▶ **WORK TO COMPLETE**
Swap every "front wheel" for "front tire" in the entries, starting with the line containing "Readme: the locator spots each instance of the front wheel" and going on through the line containing "Target: front wheel". Return only those lines, with everything else left unchanged.

▶ **EXERCISE INPUT**
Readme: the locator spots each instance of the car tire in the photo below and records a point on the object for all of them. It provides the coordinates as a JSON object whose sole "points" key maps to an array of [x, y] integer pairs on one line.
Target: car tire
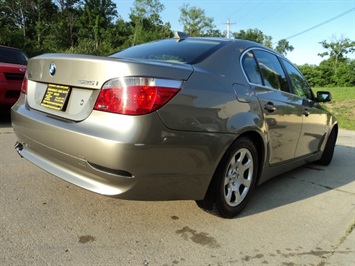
{"points": [[234, 180], [328, 152]]}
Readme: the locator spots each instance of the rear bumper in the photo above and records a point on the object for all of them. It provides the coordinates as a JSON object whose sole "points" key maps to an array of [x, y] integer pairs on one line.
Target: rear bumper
{"points": [[122, 156], [9, 92]]}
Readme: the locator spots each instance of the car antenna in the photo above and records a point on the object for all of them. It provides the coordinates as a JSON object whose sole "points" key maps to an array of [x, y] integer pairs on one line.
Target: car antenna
{"points": [[180, 36]]}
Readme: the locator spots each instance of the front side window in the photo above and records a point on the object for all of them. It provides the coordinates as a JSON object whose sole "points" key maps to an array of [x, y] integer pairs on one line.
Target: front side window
{"points": [[251, 69], [299, 84], [271, 71]]}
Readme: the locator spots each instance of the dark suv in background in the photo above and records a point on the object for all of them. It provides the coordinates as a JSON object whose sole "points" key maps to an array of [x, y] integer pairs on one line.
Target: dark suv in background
{"points": [[13, 63]]}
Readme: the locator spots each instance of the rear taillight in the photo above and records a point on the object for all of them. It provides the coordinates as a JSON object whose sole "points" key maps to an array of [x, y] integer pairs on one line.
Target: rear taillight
{"points": [[24, 85], [136, 96]]}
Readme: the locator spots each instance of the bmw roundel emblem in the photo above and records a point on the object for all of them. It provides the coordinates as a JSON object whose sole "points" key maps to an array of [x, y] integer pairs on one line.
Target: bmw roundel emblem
{"points": [[52, 69]]}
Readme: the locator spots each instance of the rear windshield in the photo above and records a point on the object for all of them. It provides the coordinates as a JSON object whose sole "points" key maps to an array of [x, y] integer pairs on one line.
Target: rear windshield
{"points": [[189, 51], [12, 56]]}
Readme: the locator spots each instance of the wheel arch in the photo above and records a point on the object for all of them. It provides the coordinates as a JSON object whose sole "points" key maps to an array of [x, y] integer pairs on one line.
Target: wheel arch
{"points": [[257, 138]]}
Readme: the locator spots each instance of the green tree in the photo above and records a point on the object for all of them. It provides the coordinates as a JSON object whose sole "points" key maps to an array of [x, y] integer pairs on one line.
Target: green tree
{"points": [[195, 22], [337, 50], [146, 22], [283, 46], [255, 35], [96, 16]]}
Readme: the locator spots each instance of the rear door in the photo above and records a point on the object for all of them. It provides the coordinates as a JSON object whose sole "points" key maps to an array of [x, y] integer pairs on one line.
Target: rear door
{"points": [[283, 118]]}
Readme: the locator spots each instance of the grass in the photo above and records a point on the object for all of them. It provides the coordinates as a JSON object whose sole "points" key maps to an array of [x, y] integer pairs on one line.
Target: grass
{"points": [[342, 105]]}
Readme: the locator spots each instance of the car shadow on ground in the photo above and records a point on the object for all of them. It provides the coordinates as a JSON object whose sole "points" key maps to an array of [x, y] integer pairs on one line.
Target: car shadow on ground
{"points": [[303, 183]]}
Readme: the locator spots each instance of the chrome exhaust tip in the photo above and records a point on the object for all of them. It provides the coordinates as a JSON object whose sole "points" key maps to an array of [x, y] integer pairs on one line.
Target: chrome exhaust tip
{"points": [[19, 148]]}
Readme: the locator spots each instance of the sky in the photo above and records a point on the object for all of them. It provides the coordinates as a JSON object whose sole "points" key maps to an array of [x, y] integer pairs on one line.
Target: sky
{"points": [[304, 23]]}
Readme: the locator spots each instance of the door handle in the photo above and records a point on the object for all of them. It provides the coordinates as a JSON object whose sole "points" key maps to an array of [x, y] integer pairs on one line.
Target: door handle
{"points": [[306, 112], [270, 107]]}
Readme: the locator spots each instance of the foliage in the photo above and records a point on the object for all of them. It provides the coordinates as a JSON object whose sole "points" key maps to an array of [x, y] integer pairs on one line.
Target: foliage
{"points": [[254, 35], [195, 21]]}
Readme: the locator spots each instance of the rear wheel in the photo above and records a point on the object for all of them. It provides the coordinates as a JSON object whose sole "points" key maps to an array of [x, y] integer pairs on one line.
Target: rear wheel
{"points": [[233, 181]]}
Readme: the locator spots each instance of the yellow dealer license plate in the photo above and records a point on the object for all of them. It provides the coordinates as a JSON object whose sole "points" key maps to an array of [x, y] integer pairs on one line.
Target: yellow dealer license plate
{"points": [[56, 97]]}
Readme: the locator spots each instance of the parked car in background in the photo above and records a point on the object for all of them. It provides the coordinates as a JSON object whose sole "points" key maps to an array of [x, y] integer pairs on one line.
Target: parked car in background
{"points": [[203, 119], [13, 64]]}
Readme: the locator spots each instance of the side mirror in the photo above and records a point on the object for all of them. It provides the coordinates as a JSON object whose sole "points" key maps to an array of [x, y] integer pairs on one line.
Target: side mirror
{"points": [[323, 96]]}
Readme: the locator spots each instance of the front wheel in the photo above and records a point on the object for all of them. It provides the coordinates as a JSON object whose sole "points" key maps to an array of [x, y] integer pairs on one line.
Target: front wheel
{"points": [[328, 152], [233, 181]]}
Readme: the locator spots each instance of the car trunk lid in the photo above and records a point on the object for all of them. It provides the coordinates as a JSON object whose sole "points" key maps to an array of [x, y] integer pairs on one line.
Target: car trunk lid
{"points": [[67, 86]]}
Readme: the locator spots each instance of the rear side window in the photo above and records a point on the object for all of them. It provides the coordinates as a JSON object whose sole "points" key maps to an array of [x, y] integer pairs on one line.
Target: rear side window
{"points": [[271, 71], [12, 56], [188, 51], [300, 86]]}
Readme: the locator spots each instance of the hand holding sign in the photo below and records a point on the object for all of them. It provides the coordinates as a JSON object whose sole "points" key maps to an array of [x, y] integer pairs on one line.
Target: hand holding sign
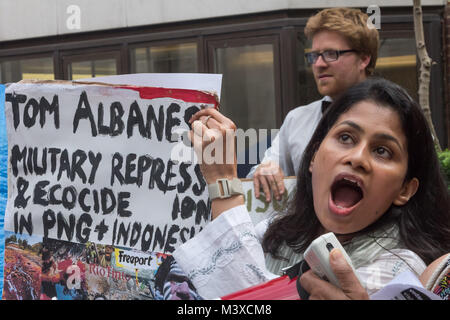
{"points": [[212, 136]]}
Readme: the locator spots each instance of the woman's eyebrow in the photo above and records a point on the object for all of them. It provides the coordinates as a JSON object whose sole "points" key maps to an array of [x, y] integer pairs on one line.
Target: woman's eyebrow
{"points": [[351, 124], [381, 136]]}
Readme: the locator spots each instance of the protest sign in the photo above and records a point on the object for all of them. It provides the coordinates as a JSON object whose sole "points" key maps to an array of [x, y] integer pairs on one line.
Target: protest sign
{"points": [[258, 208], [3, 178], [98, 195]]}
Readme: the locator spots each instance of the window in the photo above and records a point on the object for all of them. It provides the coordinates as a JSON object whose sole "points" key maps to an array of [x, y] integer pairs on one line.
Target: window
{"points": [[92, 69], [173, 58], [397, 62], [91, 65], [27, 68], [249, 85]]}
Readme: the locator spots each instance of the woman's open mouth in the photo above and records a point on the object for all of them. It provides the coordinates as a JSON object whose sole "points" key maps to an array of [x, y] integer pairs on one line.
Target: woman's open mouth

▶ **TASK SOLUTION**
Readme: the locator spots each instance of the front tire in the photo above and records a point on the object for all of them. It provides the coordinates as a JSON object whose sole "points" key maps to an array of [x, y] integer pairs on one line.
Target: front tire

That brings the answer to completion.